Exercise directions> How many lines in the listing below contain the word "striped"? Give only the number.
** START Data supplied **
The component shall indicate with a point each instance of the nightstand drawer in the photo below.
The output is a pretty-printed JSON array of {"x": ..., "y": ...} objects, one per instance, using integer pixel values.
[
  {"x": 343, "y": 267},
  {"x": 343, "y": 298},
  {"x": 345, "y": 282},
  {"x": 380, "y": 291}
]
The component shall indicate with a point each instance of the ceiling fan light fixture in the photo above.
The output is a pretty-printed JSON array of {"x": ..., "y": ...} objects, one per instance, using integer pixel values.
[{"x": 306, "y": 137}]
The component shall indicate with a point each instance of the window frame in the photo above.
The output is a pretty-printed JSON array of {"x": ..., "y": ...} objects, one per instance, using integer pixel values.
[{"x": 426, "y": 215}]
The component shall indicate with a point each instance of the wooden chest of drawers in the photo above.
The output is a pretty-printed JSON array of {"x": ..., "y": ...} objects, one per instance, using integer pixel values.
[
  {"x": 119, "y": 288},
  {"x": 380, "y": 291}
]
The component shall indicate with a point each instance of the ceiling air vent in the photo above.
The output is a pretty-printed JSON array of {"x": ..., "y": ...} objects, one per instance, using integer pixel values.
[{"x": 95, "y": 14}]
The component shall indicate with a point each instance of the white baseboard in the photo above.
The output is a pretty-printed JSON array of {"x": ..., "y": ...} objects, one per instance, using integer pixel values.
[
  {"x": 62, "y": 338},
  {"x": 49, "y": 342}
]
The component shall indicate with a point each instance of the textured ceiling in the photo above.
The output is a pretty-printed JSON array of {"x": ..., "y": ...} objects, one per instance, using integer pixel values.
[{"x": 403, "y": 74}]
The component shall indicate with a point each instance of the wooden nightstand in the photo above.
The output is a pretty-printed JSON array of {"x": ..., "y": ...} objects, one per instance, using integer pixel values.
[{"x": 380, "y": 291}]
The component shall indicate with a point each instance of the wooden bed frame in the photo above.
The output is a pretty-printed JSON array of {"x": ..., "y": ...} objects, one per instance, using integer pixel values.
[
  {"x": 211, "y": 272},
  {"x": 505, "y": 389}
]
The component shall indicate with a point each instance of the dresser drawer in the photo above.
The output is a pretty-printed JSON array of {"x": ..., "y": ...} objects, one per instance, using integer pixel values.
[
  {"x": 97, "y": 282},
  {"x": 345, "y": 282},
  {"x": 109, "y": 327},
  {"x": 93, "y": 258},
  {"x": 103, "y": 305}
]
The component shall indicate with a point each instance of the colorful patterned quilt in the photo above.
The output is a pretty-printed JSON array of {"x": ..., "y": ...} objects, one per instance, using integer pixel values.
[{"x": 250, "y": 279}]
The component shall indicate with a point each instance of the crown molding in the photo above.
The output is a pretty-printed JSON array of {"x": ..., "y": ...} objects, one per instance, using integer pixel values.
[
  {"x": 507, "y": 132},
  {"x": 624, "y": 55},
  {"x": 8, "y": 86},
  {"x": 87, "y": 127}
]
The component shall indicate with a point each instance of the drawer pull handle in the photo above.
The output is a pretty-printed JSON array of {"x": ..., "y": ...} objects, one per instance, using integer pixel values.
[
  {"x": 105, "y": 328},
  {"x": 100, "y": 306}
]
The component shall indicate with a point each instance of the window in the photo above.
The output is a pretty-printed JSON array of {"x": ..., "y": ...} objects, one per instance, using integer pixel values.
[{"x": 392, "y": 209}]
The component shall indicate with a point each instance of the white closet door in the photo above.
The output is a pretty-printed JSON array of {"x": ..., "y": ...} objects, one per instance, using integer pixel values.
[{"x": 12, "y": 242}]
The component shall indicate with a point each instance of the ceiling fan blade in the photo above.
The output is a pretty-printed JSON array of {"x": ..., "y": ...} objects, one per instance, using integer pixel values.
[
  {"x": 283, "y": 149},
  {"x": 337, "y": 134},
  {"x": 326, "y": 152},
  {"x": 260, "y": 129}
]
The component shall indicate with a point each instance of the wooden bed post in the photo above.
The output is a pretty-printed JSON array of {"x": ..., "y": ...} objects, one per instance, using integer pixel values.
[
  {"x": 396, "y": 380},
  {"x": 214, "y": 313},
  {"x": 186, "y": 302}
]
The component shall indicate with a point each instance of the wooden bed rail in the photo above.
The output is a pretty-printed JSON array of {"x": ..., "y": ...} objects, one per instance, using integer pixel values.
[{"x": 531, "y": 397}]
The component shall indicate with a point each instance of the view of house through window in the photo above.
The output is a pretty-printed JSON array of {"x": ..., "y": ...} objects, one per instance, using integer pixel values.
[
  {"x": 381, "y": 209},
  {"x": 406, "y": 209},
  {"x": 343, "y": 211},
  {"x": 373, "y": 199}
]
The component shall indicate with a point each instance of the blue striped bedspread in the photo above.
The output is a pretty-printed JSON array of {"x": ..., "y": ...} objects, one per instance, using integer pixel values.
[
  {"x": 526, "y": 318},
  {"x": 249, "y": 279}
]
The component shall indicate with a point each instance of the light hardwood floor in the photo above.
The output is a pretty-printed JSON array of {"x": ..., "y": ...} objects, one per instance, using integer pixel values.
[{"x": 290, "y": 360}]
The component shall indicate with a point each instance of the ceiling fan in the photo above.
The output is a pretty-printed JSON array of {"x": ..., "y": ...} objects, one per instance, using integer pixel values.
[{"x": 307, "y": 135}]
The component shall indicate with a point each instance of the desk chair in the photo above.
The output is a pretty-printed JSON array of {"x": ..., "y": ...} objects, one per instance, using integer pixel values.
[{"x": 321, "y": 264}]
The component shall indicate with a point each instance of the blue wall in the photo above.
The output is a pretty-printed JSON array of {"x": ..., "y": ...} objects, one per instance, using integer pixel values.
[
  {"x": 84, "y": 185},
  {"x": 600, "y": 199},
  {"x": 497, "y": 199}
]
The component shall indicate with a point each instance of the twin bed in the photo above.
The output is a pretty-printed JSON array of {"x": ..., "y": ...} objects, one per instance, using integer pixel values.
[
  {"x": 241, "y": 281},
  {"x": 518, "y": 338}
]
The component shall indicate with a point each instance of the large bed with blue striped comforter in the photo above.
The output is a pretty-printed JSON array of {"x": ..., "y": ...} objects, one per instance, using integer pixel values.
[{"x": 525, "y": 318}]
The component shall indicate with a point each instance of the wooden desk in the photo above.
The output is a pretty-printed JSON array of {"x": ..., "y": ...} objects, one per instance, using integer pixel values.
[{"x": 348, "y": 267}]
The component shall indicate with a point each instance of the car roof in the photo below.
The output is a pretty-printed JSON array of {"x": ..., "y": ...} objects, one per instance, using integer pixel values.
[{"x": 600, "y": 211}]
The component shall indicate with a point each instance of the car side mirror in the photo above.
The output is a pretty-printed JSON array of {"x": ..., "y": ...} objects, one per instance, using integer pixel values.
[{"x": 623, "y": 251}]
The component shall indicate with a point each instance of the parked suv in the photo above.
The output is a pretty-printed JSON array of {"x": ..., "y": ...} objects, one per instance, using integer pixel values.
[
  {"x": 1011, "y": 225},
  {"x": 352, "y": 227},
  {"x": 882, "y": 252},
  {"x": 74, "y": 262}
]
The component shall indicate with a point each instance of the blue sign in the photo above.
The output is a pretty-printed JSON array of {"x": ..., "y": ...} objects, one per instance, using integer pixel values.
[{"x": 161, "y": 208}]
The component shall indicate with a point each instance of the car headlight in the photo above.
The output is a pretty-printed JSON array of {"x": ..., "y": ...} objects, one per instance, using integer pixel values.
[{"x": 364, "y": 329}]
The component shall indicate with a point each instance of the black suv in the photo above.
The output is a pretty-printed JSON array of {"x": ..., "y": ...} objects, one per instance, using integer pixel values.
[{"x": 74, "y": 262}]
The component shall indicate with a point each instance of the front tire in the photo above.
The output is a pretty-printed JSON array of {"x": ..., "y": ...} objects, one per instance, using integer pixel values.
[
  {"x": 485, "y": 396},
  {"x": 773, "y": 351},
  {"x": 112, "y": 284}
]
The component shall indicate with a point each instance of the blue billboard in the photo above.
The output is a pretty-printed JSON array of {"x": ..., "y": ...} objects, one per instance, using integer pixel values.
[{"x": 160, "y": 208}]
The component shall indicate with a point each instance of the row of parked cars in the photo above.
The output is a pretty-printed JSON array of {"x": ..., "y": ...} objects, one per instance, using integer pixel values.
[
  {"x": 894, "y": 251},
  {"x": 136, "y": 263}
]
** END Data supplied **
** START Data supplied **
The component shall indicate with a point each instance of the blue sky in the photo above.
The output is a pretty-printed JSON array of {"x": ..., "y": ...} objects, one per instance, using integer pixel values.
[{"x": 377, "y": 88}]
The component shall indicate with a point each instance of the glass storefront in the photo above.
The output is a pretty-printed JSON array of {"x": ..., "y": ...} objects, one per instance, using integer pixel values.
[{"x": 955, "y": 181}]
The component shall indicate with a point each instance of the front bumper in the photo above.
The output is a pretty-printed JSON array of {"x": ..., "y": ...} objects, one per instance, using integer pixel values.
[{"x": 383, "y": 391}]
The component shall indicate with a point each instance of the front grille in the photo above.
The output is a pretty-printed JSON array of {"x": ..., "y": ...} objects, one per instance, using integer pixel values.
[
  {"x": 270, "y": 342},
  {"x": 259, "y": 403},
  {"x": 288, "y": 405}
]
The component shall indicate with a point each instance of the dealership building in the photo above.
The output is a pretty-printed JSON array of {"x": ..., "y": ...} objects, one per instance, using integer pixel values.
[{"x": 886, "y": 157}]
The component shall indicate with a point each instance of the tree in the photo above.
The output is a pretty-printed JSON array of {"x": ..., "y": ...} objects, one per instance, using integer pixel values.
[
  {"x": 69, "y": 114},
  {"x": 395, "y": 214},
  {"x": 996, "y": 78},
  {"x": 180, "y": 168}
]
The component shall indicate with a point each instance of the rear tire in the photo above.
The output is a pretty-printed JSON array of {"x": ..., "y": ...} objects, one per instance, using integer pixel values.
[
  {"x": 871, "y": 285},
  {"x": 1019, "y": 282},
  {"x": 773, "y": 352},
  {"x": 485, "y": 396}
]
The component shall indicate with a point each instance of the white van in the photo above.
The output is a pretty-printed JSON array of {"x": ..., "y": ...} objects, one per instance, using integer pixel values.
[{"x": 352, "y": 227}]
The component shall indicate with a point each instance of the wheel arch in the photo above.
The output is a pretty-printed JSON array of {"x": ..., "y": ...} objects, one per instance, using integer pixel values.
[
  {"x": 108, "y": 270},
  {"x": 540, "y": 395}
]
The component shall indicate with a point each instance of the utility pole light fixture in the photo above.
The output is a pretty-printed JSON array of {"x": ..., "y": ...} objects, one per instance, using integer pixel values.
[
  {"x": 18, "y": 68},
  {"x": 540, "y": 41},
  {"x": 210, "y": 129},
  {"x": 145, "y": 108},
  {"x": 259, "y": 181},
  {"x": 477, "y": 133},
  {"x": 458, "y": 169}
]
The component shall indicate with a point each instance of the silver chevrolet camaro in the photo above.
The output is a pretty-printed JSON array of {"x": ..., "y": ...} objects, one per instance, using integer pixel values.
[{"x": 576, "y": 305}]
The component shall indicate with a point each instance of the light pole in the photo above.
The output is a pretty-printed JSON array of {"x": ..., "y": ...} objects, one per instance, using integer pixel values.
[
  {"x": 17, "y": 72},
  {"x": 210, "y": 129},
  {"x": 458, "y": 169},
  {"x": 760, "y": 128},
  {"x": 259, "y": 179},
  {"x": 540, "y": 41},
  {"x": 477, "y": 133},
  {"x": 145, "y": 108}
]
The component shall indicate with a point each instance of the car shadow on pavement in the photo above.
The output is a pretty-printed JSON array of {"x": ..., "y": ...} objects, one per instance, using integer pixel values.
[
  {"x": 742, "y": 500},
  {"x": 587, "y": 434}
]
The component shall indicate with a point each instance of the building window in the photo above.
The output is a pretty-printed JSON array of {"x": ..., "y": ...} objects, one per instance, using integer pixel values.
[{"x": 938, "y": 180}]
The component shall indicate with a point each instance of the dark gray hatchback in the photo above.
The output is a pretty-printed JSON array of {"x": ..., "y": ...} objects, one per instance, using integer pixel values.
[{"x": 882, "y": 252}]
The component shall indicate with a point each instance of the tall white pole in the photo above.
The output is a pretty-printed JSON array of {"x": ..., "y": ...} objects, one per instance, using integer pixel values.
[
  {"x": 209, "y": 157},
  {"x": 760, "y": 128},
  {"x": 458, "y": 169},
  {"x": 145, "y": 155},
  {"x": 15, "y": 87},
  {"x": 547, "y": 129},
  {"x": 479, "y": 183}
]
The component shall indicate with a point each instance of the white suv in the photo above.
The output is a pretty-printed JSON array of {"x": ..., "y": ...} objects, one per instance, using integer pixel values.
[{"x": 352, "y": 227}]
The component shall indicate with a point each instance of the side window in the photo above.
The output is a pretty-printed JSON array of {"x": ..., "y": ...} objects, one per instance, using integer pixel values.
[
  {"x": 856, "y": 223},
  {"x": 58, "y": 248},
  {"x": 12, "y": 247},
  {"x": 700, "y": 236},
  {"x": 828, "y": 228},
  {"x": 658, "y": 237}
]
** END Data supplied **
Answer to the task> 2